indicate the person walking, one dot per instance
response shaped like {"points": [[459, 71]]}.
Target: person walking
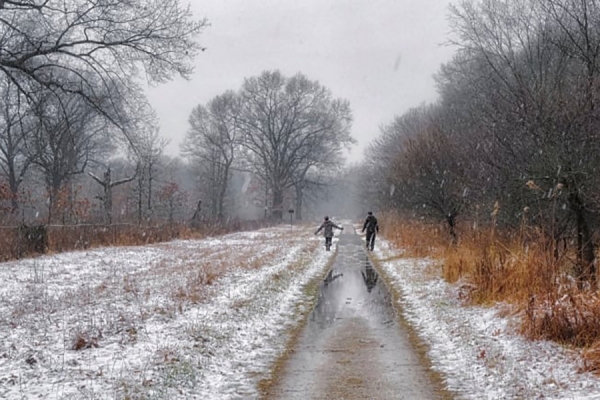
{"points": [[372, 228], [327, 228]]}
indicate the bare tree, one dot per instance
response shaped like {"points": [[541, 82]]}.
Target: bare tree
{"points": [[147, 150], [96, 49], [14, 130], [286, 123], [108, 184], [211, 144], [68, 135]]}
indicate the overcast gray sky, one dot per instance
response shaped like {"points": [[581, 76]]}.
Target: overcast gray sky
{"points": [[378, 54]]}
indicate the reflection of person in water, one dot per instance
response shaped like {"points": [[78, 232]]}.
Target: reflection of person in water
{"points": [[370, 277], [330, 277]]}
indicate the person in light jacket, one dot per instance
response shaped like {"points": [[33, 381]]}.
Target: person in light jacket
{"points": [[327, 228]]}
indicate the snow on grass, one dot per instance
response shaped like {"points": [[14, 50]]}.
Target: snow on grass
{"points": [[476, 349], [185, 319]]}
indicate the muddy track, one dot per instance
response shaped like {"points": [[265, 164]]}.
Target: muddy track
{"points": [[352, 346]]}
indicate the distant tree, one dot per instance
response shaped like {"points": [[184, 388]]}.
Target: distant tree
{"points": [[289, 124], [147, 151], [108, 184], [95, 50], [211, 145], [67, 135], [15, 129]]}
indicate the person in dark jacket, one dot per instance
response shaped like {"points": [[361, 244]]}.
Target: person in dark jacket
{"points": [[327, 228], [372, 228]]}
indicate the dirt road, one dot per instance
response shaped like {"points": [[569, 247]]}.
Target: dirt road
{"points": [[352, 346]]}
————————
**WHAT IS EXPECTED:**
Please turn all of the records above into a JSON list of strings, one string per line, with blank lines and the pictures left out.

**ANSWER BELOW:**
[
  "indicate the person walking, one dot per instance",
  "response shaped like {\"points\": [[459, 71]]}.",
  "Target: person walking",
  "{\"points\": [[372, 228], [327, 228]]}",
  "indicate the bare tree, one dot per instance",
  "response shaped like {\"points\": [[541, 82]]}.",
  "Target: bare tree",
  "{\"points\": [[147, 150], [96, 49], [14, 130], [286, 123], [108, 184], [211, 144], [68, 135]]}",
  "indicate the overcast gray sky, one dot per instance",
  "response shaped like {\"points\": [[581, 76]]}.",
  "Target: overcast gray sky",
  "{\"points\": [[378, 54]]}",
  "indicate the reflection of person in water, one dot per instance",
  "response shaped like {\"points\": [[78, 232]]}.",
  "Target: reflection of person in water",
  "{\"points\": [[370, 277], [330, 277]]}",
  "indicate the person in light jacket, one dot per instance",
  "response shaped like {\"points\": [[33, 381]]}.",
  "Target: person in light jacket",
  "{\"points\": [[327, 228]]}",
  "indicate the snow on grass, one dot per instance",
  "response shaped like {\"points\": [[14, 50]]}.",
  "Target: snow on grass",
  "{\"points\": [[476, 349], [185, 319]]}",
  "indicate the muddy track, one dot per instance",
  "response shaped like {\"points\": [[265, 164]]}.",
  "Target: muddy track",
  "{\"points\": [[352, 346]]}",
  "indicate the distant tree, one dot per instance",
  "response shaped like {\"points\": [[184, 388]]}.",
  "Target: distant tree",
  "{\"points\": [[289, 124], [147, 151], [108, 184], [95, 50], [211, 145], [67, 135], [15, 129]]}",
  "indicate the person in dark jacket, one dot per instance",
  "response shaped like {\"points\": [[361, 244]]}.",
  "Target: person in dark jacket",
  "{\"points\": [[327, 228], [372, 228]]}",
  "indicate the dirt road, one dot per instance",
  "response shaped like {\"points\": [[569, 247]]}.",
  "Target: dirt road",
  "{\"points\": [[352, 346]]}"
]